§ Bacaan

* * * * * * *

Topic
Home / Narasi Islam / Artikel Lepas / Bercak-Bercak Dosa

Bercak-Bercak Dosa

Konten ini adalah kiriman dari pembaca dakwatuna.com. Kirimkan informasi, gagasan, pemikiran, atau pendapat dari Anda dalam bentuk tulisan kepada kami, klik di sini.
Ilustrasi. (inet)
Ilustrasi. (inet)

dakwatuna.com – Sejarahnya panjang, sepanjang perjalanan zaman. Ceritanya tak berujung menyertai perhelatan waktu yang terus berlalu. Bermula saat janji itu diucapkan, saat azamnya nan kuat itu diikrarkan. Bukan janji yang nantinya akan diingkari dan tak ditepati, tapi ini janji yang sudah menjadi visi, misi dan simbol dirinya sendiri. Simbol kejahatan dan dosa itu sendiri. Janji dan ikrar itu akan selalu ia pegang sepanjang zaman itu masih ada, masih bergulir dan mengalir. Janjinya terucap saat dia dicap sesat dan terlaknat. Saat dia tak mau taat dan justru memilih untuk bermaksiat. Janji yang sudah lama ia tanam dalam hati. Hanya dia akan ikrarkan menunggu saat yang tepat. Nanti saat dia dititah untuk tunduk memberi hormat. Merendahkan bersujud meletakkan jidat.

* * * * * * *

§ Tugas Singkat 1
Tentukan apakah setiap pernyataan berikut sesuai dengan bacaan "Bercak-Bercak Dosa": (a) janji itu disebut sebagai janji yang nantinya akan diingkari; (b) janji itu terucap saat dia dicap sesat dan terlaknat; (c) dia memilih untuk taat. Jawab ya atau tidak, lalu kutip kata-kata bacaan yang menentukan.
§ Tugas Singkat 2
Lanjutkan bacaan "Bercak-Bercak Dosa" mulai dari kalimat terakhirnya.

(Baris dari dataset penunjukan)
* * * * * * *

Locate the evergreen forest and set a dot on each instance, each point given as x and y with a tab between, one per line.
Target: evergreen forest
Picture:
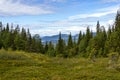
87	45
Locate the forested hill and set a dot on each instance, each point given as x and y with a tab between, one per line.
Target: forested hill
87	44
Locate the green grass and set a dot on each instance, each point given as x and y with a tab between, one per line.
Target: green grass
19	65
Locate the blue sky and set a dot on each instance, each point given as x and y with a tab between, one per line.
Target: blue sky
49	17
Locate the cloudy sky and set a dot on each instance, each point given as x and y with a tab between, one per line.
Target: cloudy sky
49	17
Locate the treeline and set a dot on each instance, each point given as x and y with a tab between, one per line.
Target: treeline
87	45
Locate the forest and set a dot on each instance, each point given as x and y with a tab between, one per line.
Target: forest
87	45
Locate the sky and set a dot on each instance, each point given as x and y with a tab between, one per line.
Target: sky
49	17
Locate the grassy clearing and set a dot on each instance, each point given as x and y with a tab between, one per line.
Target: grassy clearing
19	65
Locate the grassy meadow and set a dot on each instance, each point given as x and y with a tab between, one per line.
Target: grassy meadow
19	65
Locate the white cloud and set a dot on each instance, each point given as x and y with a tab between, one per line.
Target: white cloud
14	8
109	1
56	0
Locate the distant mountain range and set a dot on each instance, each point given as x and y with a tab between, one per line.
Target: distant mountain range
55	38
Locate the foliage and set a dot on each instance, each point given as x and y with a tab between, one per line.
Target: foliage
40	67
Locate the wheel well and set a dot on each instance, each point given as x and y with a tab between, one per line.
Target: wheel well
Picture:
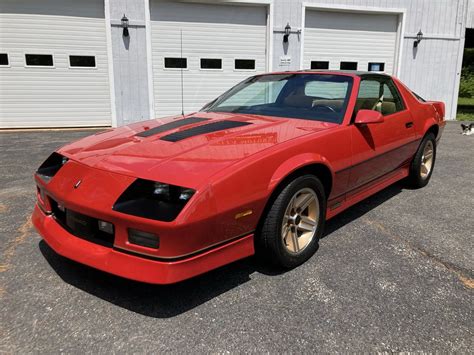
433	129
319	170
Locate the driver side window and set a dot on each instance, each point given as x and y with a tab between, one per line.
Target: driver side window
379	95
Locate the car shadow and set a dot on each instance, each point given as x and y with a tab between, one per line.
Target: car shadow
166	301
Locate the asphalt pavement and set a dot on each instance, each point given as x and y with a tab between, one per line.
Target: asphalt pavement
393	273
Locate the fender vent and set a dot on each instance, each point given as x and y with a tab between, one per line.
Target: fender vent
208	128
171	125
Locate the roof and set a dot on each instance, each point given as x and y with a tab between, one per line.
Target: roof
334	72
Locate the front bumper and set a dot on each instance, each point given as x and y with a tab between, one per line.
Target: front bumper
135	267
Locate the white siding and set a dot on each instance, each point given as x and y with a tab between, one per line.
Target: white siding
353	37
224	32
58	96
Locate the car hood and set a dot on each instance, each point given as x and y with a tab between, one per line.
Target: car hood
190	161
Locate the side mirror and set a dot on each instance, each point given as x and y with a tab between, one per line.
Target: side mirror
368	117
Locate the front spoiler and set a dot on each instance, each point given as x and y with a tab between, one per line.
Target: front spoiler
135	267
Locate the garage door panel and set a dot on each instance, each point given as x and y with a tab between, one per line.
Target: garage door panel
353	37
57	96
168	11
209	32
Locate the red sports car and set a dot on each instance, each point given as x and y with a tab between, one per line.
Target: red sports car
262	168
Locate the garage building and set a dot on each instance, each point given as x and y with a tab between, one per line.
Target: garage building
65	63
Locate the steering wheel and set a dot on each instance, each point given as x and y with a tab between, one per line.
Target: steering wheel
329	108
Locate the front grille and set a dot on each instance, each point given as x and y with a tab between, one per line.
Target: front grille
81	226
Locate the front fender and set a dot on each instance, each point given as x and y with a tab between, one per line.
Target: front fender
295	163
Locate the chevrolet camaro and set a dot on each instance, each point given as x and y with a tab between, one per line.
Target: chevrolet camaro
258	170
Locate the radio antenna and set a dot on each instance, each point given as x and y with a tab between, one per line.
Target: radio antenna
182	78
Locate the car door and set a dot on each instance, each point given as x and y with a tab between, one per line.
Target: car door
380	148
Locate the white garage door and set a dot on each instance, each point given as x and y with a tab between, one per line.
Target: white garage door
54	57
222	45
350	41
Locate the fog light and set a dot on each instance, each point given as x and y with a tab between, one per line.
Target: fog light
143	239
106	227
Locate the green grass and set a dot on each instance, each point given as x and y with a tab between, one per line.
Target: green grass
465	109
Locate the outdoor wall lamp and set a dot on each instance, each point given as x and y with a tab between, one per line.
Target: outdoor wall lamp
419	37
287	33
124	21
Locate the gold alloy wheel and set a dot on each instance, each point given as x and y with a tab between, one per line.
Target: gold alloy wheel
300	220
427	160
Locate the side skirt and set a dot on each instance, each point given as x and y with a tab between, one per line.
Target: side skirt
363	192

* * * * * * *

§ Jawaban Tertulis 1
(a) Tidak: "Bukan janji yang nantinya akan diingkari dan tak ditepati"
(b) Ya: "Janjinya terucap saat dia dicap sesat dan terlaknat."
(c) Tidak: "Saat dia tak mau taat dan justru memilih untuk bermaksiat."

§ Jawaban Tertulis 2
Diceritakan: “Ketika Allah membentuk Adam di Surga (dari tanah liat), Allah meninggalkannya sejenak. Lalu Iblis pun mengitari dan melihat apa gerangan? Ketika dia melihat ada lubang, maka dia tau bahwa Allah hendak menciptakan mahluk yang tidak punya kekuatan terhadap hawa nafsu.” (H.R. Muslim)

Di sinilah sejarah dosa itu tumbuh berkembang. Saat hatinya mulai resah dan bimbang. Saat ia mulai terusik dengan keputusan Tuhan.

Tidak lama berselang ikrar hatinya benar-benar ia buktikan. Dengan lisan dan mulutnya yang lancang. Mencaci menggurui di hadapan Tuhan. Ia tak terima bahkan ia lebih memilih jalannya sendiri menuju neraka nan mengerikan. Iblis berkata: “Karena Engkau telah menghukumiku tersesat, aku benar-benar akan (menghalang-halangi) mereka dari jalan-Mu yang lurus. Kemudian aku akan mendatangi mereka dari muka dan dari belakang mereka, dari kanan dan dari kiri mereka. Dan Engkau tidak akan mendapati kebanyakan mereka bersyukur (taat). (Al-A’raf: 16, 17)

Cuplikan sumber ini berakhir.